Raw records:

"""

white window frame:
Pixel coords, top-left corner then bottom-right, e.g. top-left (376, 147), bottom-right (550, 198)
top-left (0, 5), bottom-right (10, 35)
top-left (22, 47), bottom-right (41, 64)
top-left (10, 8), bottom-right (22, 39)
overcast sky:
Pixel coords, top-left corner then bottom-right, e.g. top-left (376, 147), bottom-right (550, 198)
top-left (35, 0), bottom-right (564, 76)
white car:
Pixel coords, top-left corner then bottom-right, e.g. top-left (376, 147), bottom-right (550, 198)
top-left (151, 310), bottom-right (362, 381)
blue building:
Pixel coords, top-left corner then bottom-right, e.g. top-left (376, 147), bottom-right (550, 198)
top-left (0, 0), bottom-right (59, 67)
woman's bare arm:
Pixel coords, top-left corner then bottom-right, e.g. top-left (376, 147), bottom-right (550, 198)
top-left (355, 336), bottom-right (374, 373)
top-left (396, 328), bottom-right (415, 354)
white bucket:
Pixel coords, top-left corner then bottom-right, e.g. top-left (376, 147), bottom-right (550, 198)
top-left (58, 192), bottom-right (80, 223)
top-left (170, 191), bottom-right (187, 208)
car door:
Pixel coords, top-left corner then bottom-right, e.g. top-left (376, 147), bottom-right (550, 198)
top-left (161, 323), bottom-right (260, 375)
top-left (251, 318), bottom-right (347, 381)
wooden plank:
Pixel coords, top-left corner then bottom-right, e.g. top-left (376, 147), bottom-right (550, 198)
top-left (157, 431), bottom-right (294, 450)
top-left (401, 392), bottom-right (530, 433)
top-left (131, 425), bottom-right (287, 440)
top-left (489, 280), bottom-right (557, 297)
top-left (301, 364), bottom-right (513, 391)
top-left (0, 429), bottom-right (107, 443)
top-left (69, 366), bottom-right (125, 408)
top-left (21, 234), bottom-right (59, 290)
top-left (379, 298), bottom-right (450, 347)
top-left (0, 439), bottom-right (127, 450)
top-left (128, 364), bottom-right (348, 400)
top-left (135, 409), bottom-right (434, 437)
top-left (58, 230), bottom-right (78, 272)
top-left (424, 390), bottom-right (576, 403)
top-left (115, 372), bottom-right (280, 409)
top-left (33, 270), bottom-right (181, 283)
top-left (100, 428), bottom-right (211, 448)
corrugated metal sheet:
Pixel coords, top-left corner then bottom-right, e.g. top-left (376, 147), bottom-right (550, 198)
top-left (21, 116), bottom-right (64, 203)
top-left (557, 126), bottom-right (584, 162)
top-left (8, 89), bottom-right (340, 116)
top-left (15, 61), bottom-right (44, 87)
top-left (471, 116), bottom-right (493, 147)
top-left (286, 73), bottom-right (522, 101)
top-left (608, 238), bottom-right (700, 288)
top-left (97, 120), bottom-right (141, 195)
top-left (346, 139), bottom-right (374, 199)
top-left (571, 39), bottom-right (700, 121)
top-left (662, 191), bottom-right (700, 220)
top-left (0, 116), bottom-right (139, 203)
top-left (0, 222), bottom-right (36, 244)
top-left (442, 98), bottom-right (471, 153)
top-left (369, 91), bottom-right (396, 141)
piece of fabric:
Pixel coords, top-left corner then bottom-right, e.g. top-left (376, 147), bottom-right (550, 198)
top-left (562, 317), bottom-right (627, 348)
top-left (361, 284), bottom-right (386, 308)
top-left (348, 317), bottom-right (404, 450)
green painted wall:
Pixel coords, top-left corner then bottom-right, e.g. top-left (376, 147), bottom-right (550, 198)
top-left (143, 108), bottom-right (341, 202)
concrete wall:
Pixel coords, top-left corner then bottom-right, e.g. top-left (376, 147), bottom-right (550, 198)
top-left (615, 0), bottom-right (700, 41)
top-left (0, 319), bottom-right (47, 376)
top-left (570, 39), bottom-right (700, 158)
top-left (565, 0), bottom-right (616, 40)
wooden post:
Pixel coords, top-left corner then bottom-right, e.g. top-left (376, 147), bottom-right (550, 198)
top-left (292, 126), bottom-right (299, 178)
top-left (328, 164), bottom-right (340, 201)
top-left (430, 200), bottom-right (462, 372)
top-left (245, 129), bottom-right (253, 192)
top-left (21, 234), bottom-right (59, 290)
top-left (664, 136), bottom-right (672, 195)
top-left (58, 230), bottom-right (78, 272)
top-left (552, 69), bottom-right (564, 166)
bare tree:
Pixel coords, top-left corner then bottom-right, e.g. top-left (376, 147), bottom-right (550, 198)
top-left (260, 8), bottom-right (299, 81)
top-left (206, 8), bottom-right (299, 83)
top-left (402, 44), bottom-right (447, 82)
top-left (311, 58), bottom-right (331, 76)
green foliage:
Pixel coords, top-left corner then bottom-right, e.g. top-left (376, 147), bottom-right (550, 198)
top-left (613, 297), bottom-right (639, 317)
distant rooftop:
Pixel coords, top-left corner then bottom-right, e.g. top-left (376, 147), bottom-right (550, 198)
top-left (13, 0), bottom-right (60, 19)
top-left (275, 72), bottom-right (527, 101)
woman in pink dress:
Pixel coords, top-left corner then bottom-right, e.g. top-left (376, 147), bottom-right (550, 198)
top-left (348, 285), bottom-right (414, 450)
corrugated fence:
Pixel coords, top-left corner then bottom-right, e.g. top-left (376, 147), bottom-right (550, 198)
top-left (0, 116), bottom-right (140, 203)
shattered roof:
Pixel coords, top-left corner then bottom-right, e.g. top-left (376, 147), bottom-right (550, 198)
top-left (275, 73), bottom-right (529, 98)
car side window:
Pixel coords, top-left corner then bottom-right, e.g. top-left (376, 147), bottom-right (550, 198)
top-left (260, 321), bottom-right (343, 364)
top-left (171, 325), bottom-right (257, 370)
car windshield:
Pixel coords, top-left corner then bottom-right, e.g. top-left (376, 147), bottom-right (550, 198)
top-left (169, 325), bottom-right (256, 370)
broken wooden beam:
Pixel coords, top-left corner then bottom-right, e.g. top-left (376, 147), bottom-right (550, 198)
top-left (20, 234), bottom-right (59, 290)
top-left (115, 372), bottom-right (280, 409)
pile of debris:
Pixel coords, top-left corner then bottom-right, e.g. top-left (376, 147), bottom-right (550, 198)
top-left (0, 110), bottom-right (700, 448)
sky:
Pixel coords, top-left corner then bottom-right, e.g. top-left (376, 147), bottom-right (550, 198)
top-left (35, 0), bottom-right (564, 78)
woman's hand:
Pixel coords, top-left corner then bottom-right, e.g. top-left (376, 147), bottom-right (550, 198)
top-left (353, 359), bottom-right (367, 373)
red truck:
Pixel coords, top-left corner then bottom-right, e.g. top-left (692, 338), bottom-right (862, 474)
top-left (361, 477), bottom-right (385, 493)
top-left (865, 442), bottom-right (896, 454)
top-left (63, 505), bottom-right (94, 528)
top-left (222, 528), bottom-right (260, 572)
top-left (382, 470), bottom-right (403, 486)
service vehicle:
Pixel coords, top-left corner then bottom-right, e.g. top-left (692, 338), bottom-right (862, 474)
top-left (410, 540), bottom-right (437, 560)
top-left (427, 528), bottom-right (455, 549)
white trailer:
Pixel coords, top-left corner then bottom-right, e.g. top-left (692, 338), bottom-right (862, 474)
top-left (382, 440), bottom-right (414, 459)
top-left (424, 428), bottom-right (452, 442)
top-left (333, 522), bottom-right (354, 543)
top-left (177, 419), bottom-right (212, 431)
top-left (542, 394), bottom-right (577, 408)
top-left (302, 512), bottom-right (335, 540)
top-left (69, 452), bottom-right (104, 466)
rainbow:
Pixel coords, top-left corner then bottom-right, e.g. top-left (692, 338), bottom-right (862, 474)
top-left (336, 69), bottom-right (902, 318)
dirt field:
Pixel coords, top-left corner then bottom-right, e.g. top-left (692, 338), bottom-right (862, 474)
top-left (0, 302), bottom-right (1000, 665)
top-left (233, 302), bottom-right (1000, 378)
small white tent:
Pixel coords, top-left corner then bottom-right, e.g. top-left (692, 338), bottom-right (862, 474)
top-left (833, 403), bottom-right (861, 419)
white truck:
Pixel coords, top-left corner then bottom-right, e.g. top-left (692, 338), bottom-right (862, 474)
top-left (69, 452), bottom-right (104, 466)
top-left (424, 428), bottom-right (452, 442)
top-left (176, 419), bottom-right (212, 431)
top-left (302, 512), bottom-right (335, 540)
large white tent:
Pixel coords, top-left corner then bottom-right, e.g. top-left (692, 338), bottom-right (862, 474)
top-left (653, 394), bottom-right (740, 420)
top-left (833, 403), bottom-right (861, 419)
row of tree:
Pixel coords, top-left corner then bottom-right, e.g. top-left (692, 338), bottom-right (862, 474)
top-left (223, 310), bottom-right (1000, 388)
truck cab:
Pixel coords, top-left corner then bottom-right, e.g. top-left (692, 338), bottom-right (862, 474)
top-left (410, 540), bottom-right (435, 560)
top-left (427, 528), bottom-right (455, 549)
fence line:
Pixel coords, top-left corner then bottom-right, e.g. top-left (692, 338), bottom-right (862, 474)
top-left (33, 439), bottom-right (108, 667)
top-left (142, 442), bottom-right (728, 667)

"""

Please locate each line in the data above that contains the word "white" and copy those lines out.

white window frame:
white car:
white bucket:
white trailer:
small white tent:
white truck:
large white tent:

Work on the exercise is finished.